GIVEN RECORDS >>
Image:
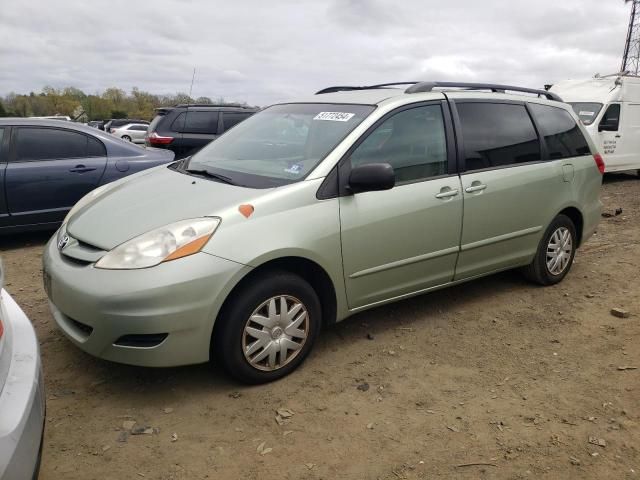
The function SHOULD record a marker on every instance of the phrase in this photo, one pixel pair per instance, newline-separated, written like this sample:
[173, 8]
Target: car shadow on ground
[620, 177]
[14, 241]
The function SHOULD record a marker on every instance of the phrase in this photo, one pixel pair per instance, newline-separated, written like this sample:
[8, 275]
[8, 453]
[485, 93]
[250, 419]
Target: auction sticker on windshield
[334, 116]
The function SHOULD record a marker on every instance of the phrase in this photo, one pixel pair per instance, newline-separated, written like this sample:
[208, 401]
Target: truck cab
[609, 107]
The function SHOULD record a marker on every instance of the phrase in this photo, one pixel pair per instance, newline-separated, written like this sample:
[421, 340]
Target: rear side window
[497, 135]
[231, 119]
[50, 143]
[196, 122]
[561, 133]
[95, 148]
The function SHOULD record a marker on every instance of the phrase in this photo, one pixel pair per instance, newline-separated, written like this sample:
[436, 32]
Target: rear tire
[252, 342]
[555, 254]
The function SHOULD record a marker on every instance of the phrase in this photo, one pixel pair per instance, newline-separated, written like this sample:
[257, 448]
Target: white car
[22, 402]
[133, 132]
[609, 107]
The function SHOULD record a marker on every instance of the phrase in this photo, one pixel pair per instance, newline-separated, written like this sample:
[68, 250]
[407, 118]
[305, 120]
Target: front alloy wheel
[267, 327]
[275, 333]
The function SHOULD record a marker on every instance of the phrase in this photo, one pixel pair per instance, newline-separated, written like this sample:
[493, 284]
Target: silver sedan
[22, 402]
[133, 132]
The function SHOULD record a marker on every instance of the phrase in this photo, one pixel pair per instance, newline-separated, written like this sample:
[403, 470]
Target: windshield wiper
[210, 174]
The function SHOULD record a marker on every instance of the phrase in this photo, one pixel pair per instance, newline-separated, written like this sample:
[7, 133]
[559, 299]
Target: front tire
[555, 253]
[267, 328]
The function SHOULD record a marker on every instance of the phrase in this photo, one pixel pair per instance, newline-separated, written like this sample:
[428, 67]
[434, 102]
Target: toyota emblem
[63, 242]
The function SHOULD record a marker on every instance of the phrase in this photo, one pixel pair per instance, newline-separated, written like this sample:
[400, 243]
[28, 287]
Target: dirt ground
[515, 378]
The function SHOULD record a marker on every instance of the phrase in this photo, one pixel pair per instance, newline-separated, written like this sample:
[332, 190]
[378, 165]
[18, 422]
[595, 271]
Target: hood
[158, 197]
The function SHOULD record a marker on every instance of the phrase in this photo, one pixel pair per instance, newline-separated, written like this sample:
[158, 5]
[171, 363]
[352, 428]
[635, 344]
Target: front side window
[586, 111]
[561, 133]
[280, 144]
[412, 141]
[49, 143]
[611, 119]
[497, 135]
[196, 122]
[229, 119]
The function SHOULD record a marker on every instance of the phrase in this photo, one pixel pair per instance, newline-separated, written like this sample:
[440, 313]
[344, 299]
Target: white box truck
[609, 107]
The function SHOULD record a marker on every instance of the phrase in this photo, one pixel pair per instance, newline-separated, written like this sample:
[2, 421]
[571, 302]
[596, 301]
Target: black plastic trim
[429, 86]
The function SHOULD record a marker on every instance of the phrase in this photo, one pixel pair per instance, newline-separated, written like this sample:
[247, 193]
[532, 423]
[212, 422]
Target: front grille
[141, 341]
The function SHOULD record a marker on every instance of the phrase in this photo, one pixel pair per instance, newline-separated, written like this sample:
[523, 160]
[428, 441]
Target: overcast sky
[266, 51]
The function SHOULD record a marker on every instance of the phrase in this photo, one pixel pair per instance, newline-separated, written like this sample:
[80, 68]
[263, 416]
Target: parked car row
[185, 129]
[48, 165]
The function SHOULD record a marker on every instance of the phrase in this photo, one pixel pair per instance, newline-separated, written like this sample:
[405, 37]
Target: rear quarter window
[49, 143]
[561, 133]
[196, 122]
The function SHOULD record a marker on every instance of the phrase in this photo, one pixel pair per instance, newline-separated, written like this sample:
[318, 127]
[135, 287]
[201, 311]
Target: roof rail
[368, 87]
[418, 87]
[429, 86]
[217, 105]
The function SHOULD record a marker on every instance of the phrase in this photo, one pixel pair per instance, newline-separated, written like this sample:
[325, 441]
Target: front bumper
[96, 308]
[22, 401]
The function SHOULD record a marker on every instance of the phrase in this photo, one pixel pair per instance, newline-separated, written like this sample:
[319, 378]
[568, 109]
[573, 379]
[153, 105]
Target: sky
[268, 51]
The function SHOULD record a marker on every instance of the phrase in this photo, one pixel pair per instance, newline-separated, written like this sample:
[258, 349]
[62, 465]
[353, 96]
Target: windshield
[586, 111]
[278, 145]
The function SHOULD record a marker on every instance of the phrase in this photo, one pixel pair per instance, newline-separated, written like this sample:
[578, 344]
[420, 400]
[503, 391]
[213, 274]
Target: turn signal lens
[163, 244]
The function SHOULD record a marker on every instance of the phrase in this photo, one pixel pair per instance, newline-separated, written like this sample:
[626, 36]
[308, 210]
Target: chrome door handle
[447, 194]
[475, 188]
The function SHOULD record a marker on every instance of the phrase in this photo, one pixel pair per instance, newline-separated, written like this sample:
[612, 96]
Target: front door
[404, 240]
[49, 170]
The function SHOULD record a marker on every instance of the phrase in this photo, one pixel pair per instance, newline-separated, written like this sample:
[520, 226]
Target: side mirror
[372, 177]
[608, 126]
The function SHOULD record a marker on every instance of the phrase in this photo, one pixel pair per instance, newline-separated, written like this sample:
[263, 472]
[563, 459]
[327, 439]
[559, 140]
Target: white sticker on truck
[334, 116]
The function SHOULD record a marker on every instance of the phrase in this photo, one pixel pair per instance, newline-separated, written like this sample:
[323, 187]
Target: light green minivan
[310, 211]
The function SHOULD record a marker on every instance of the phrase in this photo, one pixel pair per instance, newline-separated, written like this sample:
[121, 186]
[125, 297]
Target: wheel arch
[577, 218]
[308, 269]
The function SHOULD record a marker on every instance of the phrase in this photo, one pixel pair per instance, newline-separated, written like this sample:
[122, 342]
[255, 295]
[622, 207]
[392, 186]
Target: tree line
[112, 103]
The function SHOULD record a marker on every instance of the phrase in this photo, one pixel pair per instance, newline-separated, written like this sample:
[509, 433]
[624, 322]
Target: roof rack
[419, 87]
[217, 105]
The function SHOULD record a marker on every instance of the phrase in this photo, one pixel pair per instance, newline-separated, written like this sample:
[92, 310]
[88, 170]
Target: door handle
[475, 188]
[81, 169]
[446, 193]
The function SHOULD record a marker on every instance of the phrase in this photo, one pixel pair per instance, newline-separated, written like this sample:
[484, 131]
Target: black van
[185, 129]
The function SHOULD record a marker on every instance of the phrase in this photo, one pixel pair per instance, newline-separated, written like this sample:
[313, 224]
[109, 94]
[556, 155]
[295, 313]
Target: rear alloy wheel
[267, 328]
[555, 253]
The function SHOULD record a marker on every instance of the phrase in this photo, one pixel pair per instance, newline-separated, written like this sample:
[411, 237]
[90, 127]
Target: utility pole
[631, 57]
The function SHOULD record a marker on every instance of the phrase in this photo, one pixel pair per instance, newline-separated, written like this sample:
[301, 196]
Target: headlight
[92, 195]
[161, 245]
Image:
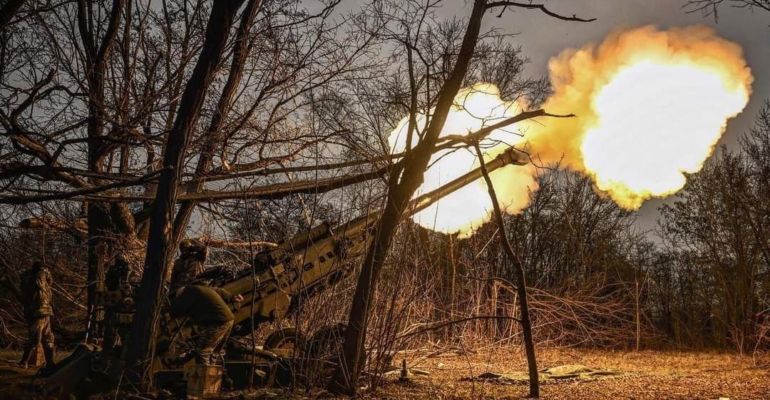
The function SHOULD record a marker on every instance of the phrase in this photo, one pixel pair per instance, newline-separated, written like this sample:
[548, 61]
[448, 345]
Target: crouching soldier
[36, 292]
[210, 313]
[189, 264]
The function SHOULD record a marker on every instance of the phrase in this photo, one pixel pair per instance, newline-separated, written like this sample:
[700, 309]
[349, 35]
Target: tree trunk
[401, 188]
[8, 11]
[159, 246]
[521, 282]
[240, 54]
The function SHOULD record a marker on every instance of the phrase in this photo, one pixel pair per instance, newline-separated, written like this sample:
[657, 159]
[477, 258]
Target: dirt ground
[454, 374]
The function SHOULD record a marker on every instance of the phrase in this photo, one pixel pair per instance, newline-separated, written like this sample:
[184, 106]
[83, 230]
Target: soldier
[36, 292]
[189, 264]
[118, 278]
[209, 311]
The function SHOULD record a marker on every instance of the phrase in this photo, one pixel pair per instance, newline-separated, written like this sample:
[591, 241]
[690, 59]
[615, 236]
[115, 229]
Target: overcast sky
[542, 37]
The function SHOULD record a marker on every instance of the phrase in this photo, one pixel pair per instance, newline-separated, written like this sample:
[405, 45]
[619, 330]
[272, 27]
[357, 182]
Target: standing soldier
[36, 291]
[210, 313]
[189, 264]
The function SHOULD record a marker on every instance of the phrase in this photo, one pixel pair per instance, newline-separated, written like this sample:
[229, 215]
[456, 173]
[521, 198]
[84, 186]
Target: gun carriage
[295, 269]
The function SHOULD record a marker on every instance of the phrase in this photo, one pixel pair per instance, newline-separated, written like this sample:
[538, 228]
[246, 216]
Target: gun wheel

JOB >>
Locate every line in the material above that contains the word "black", and copy each of those lines in full.

COMPLETE OUTPUT >>
Target: black plastic trim
Target: black van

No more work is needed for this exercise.